- **EXERCISE TASK**:
Count the lines of the items below that contain the word "concrete", with case taken into account, and give only the number.

- **THE DATA**:

------------------------------------------------------------------------

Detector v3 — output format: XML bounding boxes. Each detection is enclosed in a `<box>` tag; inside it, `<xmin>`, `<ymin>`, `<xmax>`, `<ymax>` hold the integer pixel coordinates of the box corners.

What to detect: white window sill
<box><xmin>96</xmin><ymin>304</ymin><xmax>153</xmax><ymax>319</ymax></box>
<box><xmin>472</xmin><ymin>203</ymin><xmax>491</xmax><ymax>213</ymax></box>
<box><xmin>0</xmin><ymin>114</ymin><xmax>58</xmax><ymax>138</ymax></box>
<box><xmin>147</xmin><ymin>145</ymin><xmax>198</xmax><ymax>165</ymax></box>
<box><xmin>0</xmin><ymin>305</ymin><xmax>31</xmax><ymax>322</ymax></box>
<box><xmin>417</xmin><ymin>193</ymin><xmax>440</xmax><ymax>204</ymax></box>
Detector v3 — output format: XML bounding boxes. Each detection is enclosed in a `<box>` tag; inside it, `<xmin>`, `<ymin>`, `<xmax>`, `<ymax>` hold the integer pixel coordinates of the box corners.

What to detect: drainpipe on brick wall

------------------------------------------------------------------------

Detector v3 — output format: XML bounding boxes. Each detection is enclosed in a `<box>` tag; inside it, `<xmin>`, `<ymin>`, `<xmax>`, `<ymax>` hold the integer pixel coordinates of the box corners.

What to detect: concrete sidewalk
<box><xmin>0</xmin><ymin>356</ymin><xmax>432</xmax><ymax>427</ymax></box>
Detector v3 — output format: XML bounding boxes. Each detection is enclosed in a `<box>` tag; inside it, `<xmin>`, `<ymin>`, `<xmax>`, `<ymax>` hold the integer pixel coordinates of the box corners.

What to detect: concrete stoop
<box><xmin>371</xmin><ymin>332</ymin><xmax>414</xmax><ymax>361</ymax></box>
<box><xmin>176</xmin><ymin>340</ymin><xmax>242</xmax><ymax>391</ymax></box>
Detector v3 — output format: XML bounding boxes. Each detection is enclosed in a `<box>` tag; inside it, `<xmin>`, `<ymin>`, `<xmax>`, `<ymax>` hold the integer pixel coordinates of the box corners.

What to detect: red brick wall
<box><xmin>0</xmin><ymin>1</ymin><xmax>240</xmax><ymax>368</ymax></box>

------------------------------------------------------------------------

- **RESULT OF THE TASK**:
2